**Consigne A:** D'après l'extrait, combien de temps Nathan Hill a-t-il mis à écrire son premier roman ?
**Consigne B:** Réécrivez plus brièvement le paragraphe de l'extrait qui commence par « Page 77 : Quelqu'un qui te dit », en conservant ses idées principales.

**Extrait du texte:**
Ce roman est fait d'avants et d'après.
Ça nous fait aussi comprendre que les personnages sont beaucoup plus profonds qu'ils ne paraissent au premier abord. C'est tout simplement passionnant.

J'ai adoré et dévoré cette histoire, sorte de road trip à travers le temps. Un grand beau roman américain !!!
Coup d'essai ? Non ! Un coup de maître pour Nathan Hill dont c'est pourtant le premier roman, qu'il a mis dix ans à écrire !


 

 

Citations :

 

Page 69 : - Nous utiliserons des termes moins connotés, si vous le voulez bien. Nous n'employons pas le mot « agressé ». Nous préférons dire qu'elle a exercé ses droits, comme le Premier Amendement l'y autorise, par le biais symbolique d'un jet de gravillons.

 

Page 77 : Quelqu'un qui te dit qu'il travaille dans l'édition, c'est comme un vigneron qui te dirait qu'il fabrique des bouteilles. Ce qu'on crée en réalité, c'est de la valeur. Le livre, c'est juste l'une des formes sous lesquelles se présente cette valeur, une échelle, un emprunt.

Entrées d'un jeu de données:
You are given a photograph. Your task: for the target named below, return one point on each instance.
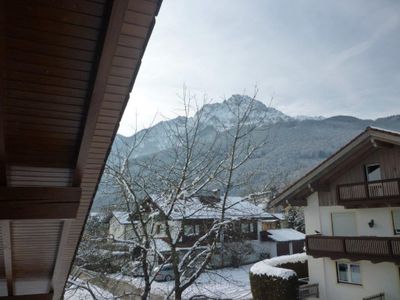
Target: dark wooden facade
(67, 68)
(350, 188)
(372, 248)
(341, 179)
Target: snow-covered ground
(227, 283)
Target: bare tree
(154, 188)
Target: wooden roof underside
(67, 68)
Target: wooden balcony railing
(264, 236)
(308, 290)
(375, 249)
(367, 193)
(376, 297)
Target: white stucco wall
(376, 278)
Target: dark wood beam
(39, 202)
(318, 187)
(114, 27)
(380, 144)
(7, 254)
(3, 177)
(29, 297)
(61, 251)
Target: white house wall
(376, 278)
(116, 229)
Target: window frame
(397, 211)
(371, 165)
(349, 273)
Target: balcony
(375, 249)
(369, 194)
(308, 290)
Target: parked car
(164, 273)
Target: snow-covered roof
(285, 234)
(268, 266)
(280, 216)
(161, 245)
(122, 217)
(193, 208)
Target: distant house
(283, 241)
(251, 225)
(352, 219)
(120, 226)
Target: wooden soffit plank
(29, 297)
(39, 202)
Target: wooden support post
(7, 252)
(61, 250)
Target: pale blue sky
(315, 57)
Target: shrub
(277, 278)
(265, 287)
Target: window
(396, 221)
(348, 273)
(244, 227)
(344, 224)
(192, 229)
(247, 227)
(373, 172)
(159, 229)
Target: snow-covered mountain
(218, 114)
(294, 144)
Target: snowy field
(227, 283)
(82, 294)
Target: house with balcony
(192, 217)
(352, 218)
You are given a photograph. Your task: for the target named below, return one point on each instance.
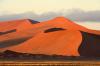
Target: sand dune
(58, 36)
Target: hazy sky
(41, 6)
(83, 10)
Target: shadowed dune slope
(90, 45)
(58, 36)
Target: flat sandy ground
(50, 63)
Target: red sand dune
(60, 42)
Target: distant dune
(59, 36)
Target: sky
(77, 10)
(41, 6)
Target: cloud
(74, 14)
(80, 15)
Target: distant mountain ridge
(58, 36)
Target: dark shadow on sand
(90, 45)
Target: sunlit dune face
(60, 43)
(58, 36)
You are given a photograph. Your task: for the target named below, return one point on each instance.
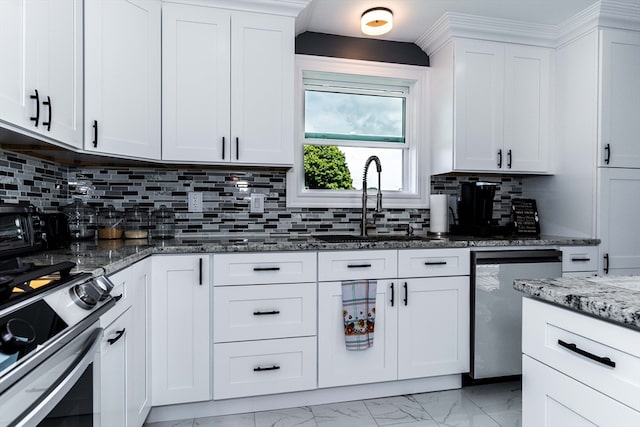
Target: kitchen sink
(355, 238)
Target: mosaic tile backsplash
(226, 196)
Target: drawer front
(579, 258)
(258, 312)
(264, 367)
(433, 262)
(259, 268)
(548, 327)
(350, 265)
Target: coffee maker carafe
(475, 208)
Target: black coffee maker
(475, 210)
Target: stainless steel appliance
(496, 308)
(49, 335)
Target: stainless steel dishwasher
(496, 308)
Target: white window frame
(417, 163)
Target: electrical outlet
(195, 202)
(257, 203)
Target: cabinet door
(262, 54)
(114, 371)
(122, 77)
(433, 326)
(139, 342)
(618, 226)
(41, 42)
(180, 331)
(550, 399)
(15, 105)
(336, 365)
(479, 105)
(620, 98)
(527, 108)
(195, 83)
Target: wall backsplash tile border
(226, 196)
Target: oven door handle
(56, 392)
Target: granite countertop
(612, 298)
(109, 256)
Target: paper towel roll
(439, 216)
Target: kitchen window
(348, 110)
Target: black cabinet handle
(95, 133)
(47, 103)
(119, 335)
(266, 268)
(406, 294)
(36, 97)
(359, 266)
(575, 349)
(269, 368)
(580, 259)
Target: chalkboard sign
(524, 215)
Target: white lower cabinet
(114, 348)
(421, 324)
(264, 317)
(180, 331)
(125, 381)
(577, 370)
(552, 399)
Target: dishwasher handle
(516, 256)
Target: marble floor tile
(397, 410)
(293, 417)
(344, 414)
(178, 423)
(236, 420)
(493, 398)
(508, 418)
(453, 409)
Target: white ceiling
(413, 17)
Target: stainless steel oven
(49, 341)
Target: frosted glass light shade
(376, 21)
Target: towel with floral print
(359, 312)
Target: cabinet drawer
(264, 367)
(546, 326)
(257, 312)
(350, 265)
(277, 267)
(433, 262)
(579, 258)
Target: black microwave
(20, 230)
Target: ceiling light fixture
(376, 21)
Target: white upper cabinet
(122, 78)
(620, 98)
(227, 86)
(41, 75)
(490, 107)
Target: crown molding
(274, 7)
(480, 27)
(619, 14)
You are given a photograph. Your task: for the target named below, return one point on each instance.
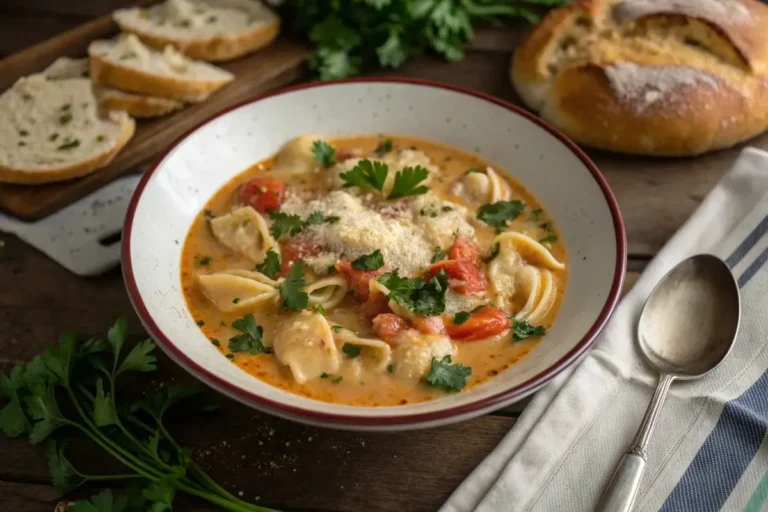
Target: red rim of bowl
(351, 420)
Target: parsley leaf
(250, 339)
(423, 298)
(366, 174)
(292, 289)
(324, 153)
(270, 267)
(447, 376)
(494, 252)
(460, 317)
(372, 261)
(383, 148)
(407, 182)
(285, 224)
(351, 350)
(497, 214)
(522, 330)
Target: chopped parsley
(324, 153)
(426, 298)
(383, 148)
(548, 239)
(366, 174)
(447, 376)
(351, 350)
(270, 267)
(283, 223)
(407, 182)
(522, 330)
(72, 144)
(372, 261)
(460, 317)
(292, 289)
(494, 252)
(250, 337)
(498, 214)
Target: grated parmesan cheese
(361, 230)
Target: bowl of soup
(375, 254)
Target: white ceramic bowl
(566, 182)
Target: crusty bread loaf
(124, 63)
(653, 77)
(52, 130)
(212, 30)
(137, 105)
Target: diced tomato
(389, 325)
(464, 277)
(346, 154)
(357, 279)
(483, 323)
(464, 249)
(296, 249)
(429, 324)
(263, 194)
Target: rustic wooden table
(277, 463)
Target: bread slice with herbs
(212, 30)
(53, 130)
(126, 64)
(137, 105)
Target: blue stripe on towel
(730, 447)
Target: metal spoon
(687, 328)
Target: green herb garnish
(250, 337)
(292, 289)
(522, 330)
(498, 214)
(366, 174)
(407, 182)
(447, 376)
(324, 153)
(270, 267)
(372, 261)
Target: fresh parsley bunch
(350, 34)
(72, 387)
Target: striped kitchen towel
(710, 450)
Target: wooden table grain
(274, 462)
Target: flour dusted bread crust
(52, 130)
(126, 64)
(212, 30)
(136, 105)
(653, 77)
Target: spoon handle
(620, 493)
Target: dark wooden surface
(290, 466)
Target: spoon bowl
(687, 327)
(691, 318)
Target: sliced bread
(213, 30)
(137, 105)
(125, 63)
(52, 130)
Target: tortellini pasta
(521, 269)
(327, 292)
(412, 357)
(244, 231)
(483, 187)
(304, 342)
(236, 290)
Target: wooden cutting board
(280, 64)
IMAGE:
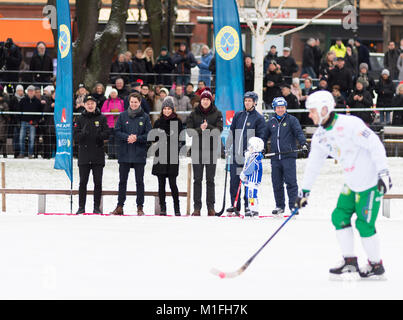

**Résultat de l'exercice A:** Il a mis dix ans à l'écrire.

**Résultat de l'exercice B:** Page 77 : dire qu'on travaille dans l'édition revient à un vigneron qui dirait fabriquer des bouteilles. En réalité, on crée de la valeur, et le livre n'en est qu'une des formes, comme une échelle ou un emprunt.